_Exercise instructions_.
Repeat, exactly and completely, the material that follows. Omit the pictures.

## Begin Records shown

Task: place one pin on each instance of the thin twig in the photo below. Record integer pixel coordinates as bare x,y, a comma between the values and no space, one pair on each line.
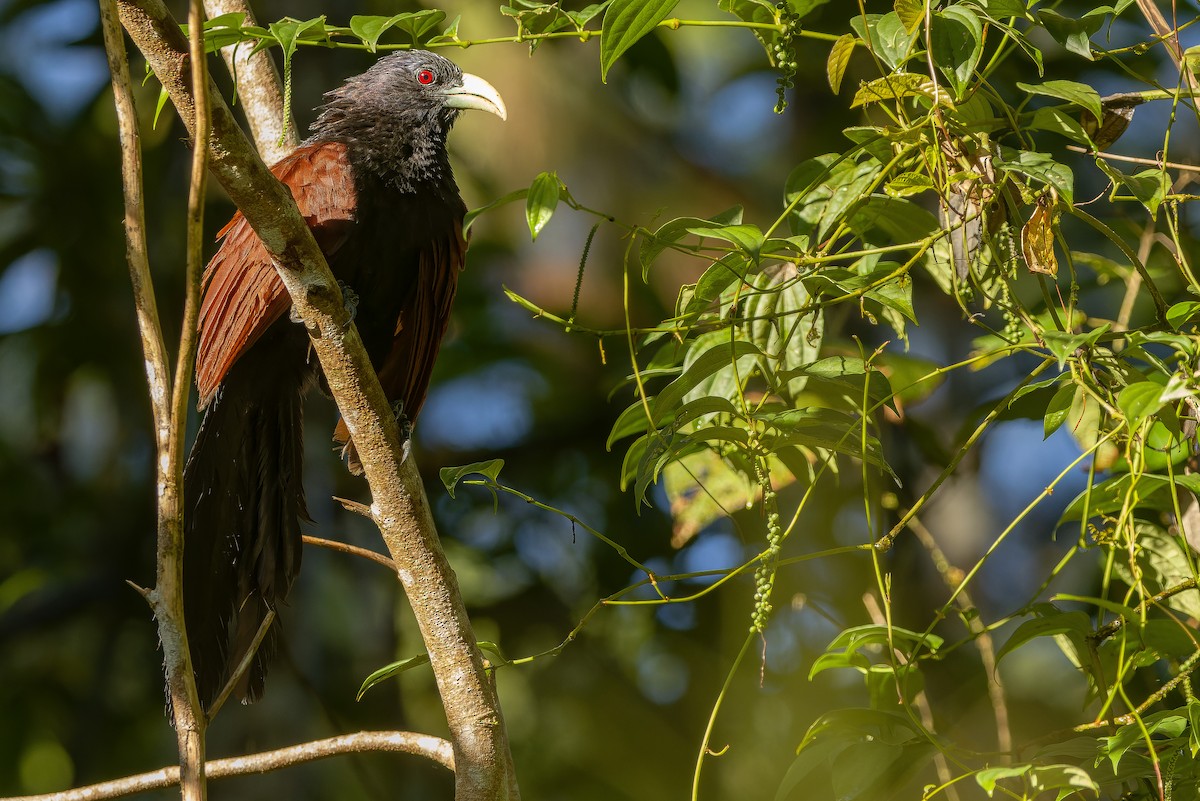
984,643
401,509
921,702
407,742
1135,160
166,598
1113,627
258,88
346,548
1186,669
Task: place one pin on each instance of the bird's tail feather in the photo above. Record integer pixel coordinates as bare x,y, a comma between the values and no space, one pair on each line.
241,543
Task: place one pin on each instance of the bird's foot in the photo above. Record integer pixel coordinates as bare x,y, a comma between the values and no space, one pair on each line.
351,301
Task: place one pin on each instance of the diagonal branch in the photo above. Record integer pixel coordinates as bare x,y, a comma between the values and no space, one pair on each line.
400,506
406,742
169,411
258,88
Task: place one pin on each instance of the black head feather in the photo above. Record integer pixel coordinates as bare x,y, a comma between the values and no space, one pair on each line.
395,116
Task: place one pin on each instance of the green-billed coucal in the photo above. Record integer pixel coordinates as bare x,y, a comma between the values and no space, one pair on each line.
373,182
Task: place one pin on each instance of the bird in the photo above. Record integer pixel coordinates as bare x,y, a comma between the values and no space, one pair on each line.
375,185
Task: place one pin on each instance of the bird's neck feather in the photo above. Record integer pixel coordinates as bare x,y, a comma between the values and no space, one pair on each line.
406,152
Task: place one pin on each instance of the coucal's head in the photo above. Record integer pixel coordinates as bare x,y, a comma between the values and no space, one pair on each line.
397,113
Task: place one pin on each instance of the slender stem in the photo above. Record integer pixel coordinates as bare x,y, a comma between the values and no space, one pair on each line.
436,750
259,92
346,548
717,708
399,504
167,597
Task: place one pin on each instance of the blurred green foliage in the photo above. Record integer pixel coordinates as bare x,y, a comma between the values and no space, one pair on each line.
745,347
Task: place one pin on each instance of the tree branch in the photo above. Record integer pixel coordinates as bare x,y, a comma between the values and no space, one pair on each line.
169,415
400,506
406,742
258,88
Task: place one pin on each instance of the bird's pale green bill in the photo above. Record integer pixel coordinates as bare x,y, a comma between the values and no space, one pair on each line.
477,94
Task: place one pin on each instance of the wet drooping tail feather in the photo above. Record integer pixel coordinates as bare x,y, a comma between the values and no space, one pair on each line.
244,506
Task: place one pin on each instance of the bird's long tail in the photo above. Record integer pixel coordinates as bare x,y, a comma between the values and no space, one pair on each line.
241,537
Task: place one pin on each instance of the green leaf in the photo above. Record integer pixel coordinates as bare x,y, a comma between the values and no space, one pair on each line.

## End Records shown

_Task solution_.
Task: place one pin on each instance of the thin twig in the photo below. Record integer pixel coordinates as bare x,y, a comma between the values and no space, one pair on each line.
984,643
401,509
921,702
407,742
1135,160
166,598
1113,627
258,88
346,548
1186,669
Task: place one pin on each instance of the bird's tail feather in the photo above. Record integer pixel coordinates as bare x,y, a comma between the values and no space, one pair on each line.
241,543
Task: place one pin on each instance of the bird's foot in the photo above. Record integer pixel coordinates as bare x,y, a comma between the values and no space, one pair on each line.
351,301
Task: place one pin on each instance of the diagonal branch in the photo above. Record integer pixel coordinates as bare x,y, a comma between the values and no space, one pair on each line.
400,506
406,742
169,411
258,88
Task: place one pin on each instance of the black head feather in the photo above. Record integer pixel coordinates as bare x,y, a comma between the values and no space, one pair on each line.
395,116
Task: place one pin on each instance of the green-billed coucal in the photo above. Record integer pixel coordinates as bare x,y, a comma between the values and no space, one pair on each line.
373,182
Task: place one pin on each instance of the bird in the photo above. Record integer pixel coordinates as bare x,y, a comma between the values and no space, one pair on each line.
375,185
Task: place one pin on each instance of the bird's neck feather in the photo above. Record integer pixel coordinates as bare x,y, a comma between the values and no space, one pair on each line.
406,152
Task: place one pin on each instance of the coucal's head in the photo above. Record integer pixel coordinates as bare x,y, a comma between the values and no space, one pair on each line.
397,113
Task: place one pin on each instance of the slender stem in the photo above. Record integer pixel coordinates as bare x,y, a comma between the values and no space, one pair on each line.
436,750
259,92
346,548
717,708
399,504
167,597
Task: place one pin on each instance of the blurred green foliage in the photo above. Record integer pixel coordinates as bare x,y, a comma between the values and no space, one pair on each line.
745,347
Task: place one pin on each instance of the tree branch in the photo above. Record integer pixel coordinates as bare x,y, a comma between the values and no space, one pair on each line.
169,415
400,506
406,742
258,88
Task: place one pin on each instance of the bird's pale green bill in the photo above. Record integer pixel coordinates as bare x,y, a comma between the values and no space, one pair on each line.
477,94
Task: place one pin on each instance of the wet drooping tail feather in the photo above. Record integer pixel coordinates as bare x,y, a comma between the values and no space, one pair on each line.
244,506
Task: place one pin on each instance of the bird's long tail in the photo above. Record integer pixel coordinates as bare x,y, a comma between the values and no space, one pair on each line.
241,537
Task: place one pin on each instance of the green leaf in the photo above. Record integer pixel coordinates as bare x,y, a comma between the values and no space, one pair on each line.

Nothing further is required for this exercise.